[Records for processing start]

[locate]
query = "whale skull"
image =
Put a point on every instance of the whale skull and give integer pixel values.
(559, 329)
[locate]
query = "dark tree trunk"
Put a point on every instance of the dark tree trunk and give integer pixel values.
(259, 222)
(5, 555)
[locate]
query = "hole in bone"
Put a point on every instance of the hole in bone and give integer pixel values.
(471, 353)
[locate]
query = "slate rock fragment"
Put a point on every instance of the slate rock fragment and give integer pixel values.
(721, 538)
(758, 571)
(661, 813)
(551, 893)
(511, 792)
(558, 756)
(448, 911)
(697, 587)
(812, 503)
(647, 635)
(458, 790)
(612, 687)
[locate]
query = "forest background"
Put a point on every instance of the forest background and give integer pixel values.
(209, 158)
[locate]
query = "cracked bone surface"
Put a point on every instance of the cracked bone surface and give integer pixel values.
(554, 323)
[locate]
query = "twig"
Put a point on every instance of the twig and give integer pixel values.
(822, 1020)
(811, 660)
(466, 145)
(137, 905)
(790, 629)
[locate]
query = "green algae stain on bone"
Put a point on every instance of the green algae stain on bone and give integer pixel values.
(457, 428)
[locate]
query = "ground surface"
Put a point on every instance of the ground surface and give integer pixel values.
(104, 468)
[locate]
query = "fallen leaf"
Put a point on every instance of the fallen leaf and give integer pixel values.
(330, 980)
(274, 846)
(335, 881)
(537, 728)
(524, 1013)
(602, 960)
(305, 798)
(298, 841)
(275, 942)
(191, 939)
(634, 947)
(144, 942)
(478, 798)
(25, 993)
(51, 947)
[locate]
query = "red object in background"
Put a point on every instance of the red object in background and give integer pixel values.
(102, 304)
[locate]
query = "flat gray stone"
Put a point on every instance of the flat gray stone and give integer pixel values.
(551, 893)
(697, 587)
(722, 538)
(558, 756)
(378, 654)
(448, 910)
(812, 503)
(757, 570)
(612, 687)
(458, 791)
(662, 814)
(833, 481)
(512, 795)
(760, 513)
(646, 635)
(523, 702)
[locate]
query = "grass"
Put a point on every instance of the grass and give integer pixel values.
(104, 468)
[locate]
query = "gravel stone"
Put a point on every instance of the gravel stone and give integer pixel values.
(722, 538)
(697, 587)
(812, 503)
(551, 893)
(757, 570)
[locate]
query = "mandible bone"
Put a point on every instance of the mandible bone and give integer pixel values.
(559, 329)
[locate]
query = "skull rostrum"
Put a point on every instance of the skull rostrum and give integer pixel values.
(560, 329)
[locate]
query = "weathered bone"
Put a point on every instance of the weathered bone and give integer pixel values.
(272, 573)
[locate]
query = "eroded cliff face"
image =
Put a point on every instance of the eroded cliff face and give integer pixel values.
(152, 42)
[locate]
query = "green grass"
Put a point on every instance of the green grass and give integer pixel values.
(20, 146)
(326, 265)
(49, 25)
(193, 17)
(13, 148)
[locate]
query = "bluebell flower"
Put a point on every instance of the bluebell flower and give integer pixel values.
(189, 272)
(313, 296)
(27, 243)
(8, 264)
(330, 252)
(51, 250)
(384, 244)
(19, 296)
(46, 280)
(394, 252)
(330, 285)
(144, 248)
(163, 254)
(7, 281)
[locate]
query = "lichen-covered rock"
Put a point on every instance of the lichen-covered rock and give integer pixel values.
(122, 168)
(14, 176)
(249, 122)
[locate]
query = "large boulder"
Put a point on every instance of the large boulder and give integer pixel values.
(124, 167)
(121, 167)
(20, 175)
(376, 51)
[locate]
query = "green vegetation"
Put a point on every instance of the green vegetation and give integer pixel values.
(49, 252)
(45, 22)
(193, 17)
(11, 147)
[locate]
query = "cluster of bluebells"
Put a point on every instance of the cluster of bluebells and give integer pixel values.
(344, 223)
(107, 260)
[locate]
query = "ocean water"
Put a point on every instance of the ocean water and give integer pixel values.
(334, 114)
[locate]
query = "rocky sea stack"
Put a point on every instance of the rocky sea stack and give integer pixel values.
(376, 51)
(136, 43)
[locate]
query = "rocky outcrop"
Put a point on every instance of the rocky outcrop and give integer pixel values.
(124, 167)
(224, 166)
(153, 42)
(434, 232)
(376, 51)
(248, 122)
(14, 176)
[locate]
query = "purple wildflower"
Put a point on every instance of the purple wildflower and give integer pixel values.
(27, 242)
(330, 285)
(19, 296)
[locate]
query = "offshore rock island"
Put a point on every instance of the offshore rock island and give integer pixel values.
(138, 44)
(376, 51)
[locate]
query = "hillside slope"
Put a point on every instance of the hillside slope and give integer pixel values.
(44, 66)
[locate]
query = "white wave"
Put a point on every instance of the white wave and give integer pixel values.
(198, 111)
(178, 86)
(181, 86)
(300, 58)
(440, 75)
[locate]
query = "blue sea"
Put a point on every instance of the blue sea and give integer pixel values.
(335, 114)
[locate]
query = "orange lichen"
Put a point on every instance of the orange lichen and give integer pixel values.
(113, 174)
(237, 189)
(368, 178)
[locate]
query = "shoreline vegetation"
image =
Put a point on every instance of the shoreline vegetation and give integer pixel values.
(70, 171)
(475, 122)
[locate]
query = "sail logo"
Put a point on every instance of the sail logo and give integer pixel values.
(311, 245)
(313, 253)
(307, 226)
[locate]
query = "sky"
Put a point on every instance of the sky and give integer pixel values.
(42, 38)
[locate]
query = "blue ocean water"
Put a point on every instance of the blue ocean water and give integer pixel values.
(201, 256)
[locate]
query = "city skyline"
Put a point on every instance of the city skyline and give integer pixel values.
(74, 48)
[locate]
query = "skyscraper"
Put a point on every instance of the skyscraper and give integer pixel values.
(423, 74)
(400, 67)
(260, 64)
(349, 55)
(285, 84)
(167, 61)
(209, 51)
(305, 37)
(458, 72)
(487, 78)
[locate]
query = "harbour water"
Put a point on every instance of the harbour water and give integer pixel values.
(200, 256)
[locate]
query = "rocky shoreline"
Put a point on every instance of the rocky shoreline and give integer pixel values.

[Records for processing end]

Problem description
Write the listing out again, exactly as shown above.

Complete output
[locate]
query = "whale skull"
image =
Put a point on every instance of the whale skull and give integer pixel values.
(559, 329)
[locate]
query = "dark tree trunk"
Put a point on every instance of the dark tree trunk and give integer pixel values.
(259, 222)
(5, 555)
[locate]
query = "hole in bone"
Put a point on every instance of the hole in bone and give integer pixel values.
(471, 353)
[locate]
query = "slate rock fragment"
Put a point on every instance of the slate rock fragment and give integer pixel values.
(721, 538)
(758, 571)
(661, 813)
(551, 893)
(511, 792)
(558, 756)
(448, 911)
(697, 587)
(812, 503)
(647, 635)
(458, 790)
(612, 687)
[locate]
query = "forest background"
Put a point on every instance of the forest background and give integer pixel values.
(209, 158)
[locate]
query = "cracked bone surface"
Put a point on every instance of the cracked bone surface and give integer pixel values.
(554, 323)
[locate]
query = "twig"
Put a point on every instance of the twig and give integer pixel values.
(822, 1020)
(811, 660)
(466, 145)
(137, 905)
(790, 629)
[locate]
query = "green algae stain on bone"
Put a point on every instance of the green algae stain on bone and give integer pixel values.
(457, 428)
[locate]
query = "ground surface"
Put a point on every instance of the ground surface and give integer pixel values.
(104, 468)
[locate]
query = "fallen leaf"
Put a point on every instance of the fallen leaf and give integer pixel values.
(330, 980)
(274, 846)
(335, 881)
(537, 728)
(524, 1013)
(602, 960)
(305, 798)
(298, 841)
(275, 942)
(191, 939)
(634, 947)
(144, 942)
(478, 798)
(25, 993)
(51, 947)
[locate]
query = "red object in background"
Put a point on every instance of the red object in background and give integer pixel values.
(102, 304)
[locate]
query = "flat gray stone"
Put a point on every instance of the flat gray stone and give integer pixel values.
(551, 893)
(697, 587)
(722, 538)
(558, 756)
(378, 654)
(448, 910)
(812, 503)
(757, 570)
(612, 687)
(458, 791)
(662, 814)
(833, 481)
(512, 795)
(760, 513)
(646, 635)
(523, 702)
[locate]
query = "grass"
Put a point on every instance of the grass and give integer pixel values.
(104, 468)
[locate]
query = "gravel stone"
Put a point on every instance of the gravel stone and give integer pixel values.
(722, 538)
(697, 587)
(812, 503)
(551, 893)
(757, 570)
[locate]
query = "mandible bone"
Put a point on every instance of the mandible bone and give integer pixel values.
(559, 329)
[locate]
query = "skull rostrum"
Put a point on every instance of the skull rostrum and give integer pixel values.
(560, 329)
[locate]
query = "weathered bone"
Put a point on every instance of the weathered bone and give integer pixel values.
(272, 573)
[locate]
query = "eroded cliff face"
image =
Put a point on every instance of the eroded cliff face and give integer pixel values.
(152, 42)
[locate]
query = "green grass"
Put a point on every instance of the green grass and give integer pixel values.
(20, 146)
(326, 265)
(49, 25)
(193, 17)
(13, 148)
[locate]
query = "bluebell flower"
Put a point on every instance of the bluebell flower and give integer pixel values.
(189, 272)
(313, 296)
(27, 243)
(8, 264)
(330, 252)
(51, 250)
(384, 244)
(19, 296)
(46, 280)
(394, 252)
(330, 285)
(144, 248)
(163, 254)
(7, 281)
[locate]
query = "lichen-covered rock"
Put a point on every instance of the lichen-covered rock and give integer pixel values.
(122, 168)
(14, 176)
(249, 122)
[locate]
query = "large boulder"
Put a point on every instance of the large boulder and give integer pixel values.
(124, 167)
(121, 167)
(20, 175)
(376, 51)
[locate]
query = "green vegetation"
Put a point on every instance of the green vegetation and give integer pixel values.
(49, 252)
(45, 22)
(193, 17)
(11, 147)
[locate]
query = "cluster of bluebells"
Put a point on every instance of the cluster of bluebells and give integer pixel values.
(344, 223)
(107, 260)
[locate]
query = "ocean water"
Put a point on every instance of the ocean water and give integer pixel values.
(334, 114)
[locate]
query = "rocky sea stack"
Put a point on every instance of the rocky sea stack and give integer pixel values.
(376, 51)
(136, 43)
[locate]
query = "rocky outcrop"
Put a point on every instance of the rocky outcrop and give integer pixel values.
(124, 167)
(224, 166)
(153, 42)
(434, 232)
(376, 51)
(248, 122)
(14, 176)
[locate]
query = "purple wildflower"
Put a point on every instance of the purple wildflower and give integer pixel values.
(27, 242)
(330, 285)
(19, 296)
[locate]
query = "offshore rock island"
Put a point on every instance of the offshore rock island and give integer pixel values.
(138, 44)
(376, 51)
[locate]
query = "hillside slope"
Put a point on every instance of the hillside slope and give integer pixel values.
(44, 66)
[locate]
query = "white wave"
Put a point on every instance of the white wave and give integer pixel values.
(198, 111)
(178, 86)
(181, 86)
(300, 58)
(440, 75)
[locate]
query = "blue sea"
Put a point on every instance of the blue sea and give integer pixel values.
(335, 114)
[locate]
query = "orange lichen"
Put a point on every instance of the orange lichen and give integer pixel values.
(113, 174)
(237, 189)
(368, 178)
[locate]
query = "shoreline vegetation"
image =
Put a point on every instance of the shoreline vegetation and give integer pixel values.
(70, 171)
(475, 122)
[locate]
query = "sail logo"
Put a point on every instance of the sail logo and give integer pixel values.
(311, 245)
(313, 253)
(307, 226)
[locate]
query = "sky"
Put a point on every instance of the sky and give integer pixel values.
(42, 38)
[locate]
query = "blue ocean water"
Put a point on every instance of the blue ocean water and give integer pixel values.
(201, 256)
[locate]
query = "city skyline"
Put a point on every instance of the city skyline and give integer pixel values.
(74, 48)
[locate]
query = "skyscraper"
Put a point on every instance of the skyscraper and give integer pixel values.
(423, 74)
(400, 67)
(260, 64)
(349, 55)
(285, 84)
(167, 61)
(209, 51)
(305, 37)
(458, 72)
(487, 78)
[locate]
query = "harbour water"
Put a point on every instance of the harbour water and give integer pixel values.
(200, 256)
[locate]
query = "rocky shoreline"
Put a point on every instance of the rocky shoreline and give integer pixel values.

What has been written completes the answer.